▸ **THE PROBLEM**: The expected output is every entry that follows, reproduced exactly.

▸ **Dataset entries**:
########################################
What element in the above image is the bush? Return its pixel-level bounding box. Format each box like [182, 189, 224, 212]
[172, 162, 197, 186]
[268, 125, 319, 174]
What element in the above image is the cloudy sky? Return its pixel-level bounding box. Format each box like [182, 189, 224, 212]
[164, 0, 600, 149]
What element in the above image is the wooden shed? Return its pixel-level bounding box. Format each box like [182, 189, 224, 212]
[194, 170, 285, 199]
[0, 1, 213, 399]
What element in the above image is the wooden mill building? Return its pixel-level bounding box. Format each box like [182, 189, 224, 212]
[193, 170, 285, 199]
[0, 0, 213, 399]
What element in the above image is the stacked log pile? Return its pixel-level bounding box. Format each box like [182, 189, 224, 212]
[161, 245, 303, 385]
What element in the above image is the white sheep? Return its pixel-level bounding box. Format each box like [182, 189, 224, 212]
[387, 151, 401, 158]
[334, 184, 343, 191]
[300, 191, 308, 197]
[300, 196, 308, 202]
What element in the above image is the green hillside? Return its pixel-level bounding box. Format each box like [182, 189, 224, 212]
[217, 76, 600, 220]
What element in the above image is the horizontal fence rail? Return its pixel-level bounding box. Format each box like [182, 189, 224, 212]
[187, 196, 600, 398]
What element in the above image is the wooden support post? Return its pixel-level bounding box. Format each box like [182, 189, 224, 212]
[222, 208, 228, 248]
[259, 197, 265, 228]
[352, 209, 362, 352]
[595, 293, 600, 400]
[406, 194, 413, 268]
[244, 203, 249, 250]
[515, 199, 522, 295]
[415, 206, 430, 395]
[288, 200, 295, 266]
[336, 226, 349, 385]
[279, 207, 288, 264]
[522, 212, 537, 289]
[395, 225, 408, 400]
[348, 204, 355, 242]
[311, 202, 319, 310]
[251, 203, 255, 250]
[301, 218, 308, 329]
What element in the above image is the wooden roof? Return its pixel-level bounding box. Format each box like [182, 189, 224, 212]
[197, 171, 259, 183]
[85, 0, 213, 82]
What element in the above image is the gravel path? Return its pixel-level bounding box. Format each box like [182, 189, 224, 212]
########################################
▸ **FINAL ANSWER**:
What element in the above image is the bush? Return its pixel-level bounding box. Format each box like [182, 189, 224, 212]
[172, 162, 197, 186]
[268, 125, 319, 174]
What element in the above image is the cloudy sky? Return its pixel-level bounding box. Format each box like [182, 189, 224, 212]
[164, 0, 600, 149]
What element in the above image is the wooden shed? Return its pixel-level bounding box. Format each box like [182, 189, 224, 212]
[194, 170, 285, 199]
[0, 1, 213, 399]
What element in the above image is the wooden mill building? Return its pixel-level bounding box. Format each box like [182, 189, 224, 212]
[193, 170, 285, 199]
[0, 0, 213, 399]
What element in the above image is the stacked log pile? Return its pixel-level bounding box. Format each box like [182, 189, 224, 212]
[161, 245, 303, 385]
What element in the above image is the white sheep? Return its pixel-level bounding box. Format each box like [182, 189, 224, 212]
[387, 151, 401, 158]
[334, 184, 343, 191]
[300, 191, 308, 197]
[300, 196, 308, 202]
What element in the above image is the green hillside? Return its pixel-level bounding box. Format each box like [182, 189, 224, 212]
[217, 76, 600, 220]
What element in the above image is the horizontal fence rail? Return its pixel-level bounding box. Format each box like [182, 189, 224, 212]
[187, 196, 600, 398]
What element in the above image is the wooden support post? Return its pixel-level bounding box. Format each box like [182, 189, 224, 212]
[222, 208, 228, 248]
[259, 197, 265, 228]
[352, 209, 362, 352]
[595, 293, 600, 400]
[406, 194, 413, 268]
[244, 203, 249, 250]
[515, 199, 522, 295]
[415, 206, 430, 395]
[288, 200, 295, 266]
[336, 226, 349, 385]
[279, 207, 288, 264]
[522, 212, 537, 289]
[395, 225, 408, 400]
[348, 204, 355, 242]
[311, 202, 319, 310]
[251, 203, 255, 250]
[301, 218, 308, 329]
What element in the above image is the wooden roof? Return its pixel-level bounding box. Format each box like [182, 189, 224, 212]
[197, 171, 259, 183]
[85, 0, 213, 82]
What element in the above image is the gravel path? Return its pixel-level bounding box. Format each box like [182, 189, 224, 212]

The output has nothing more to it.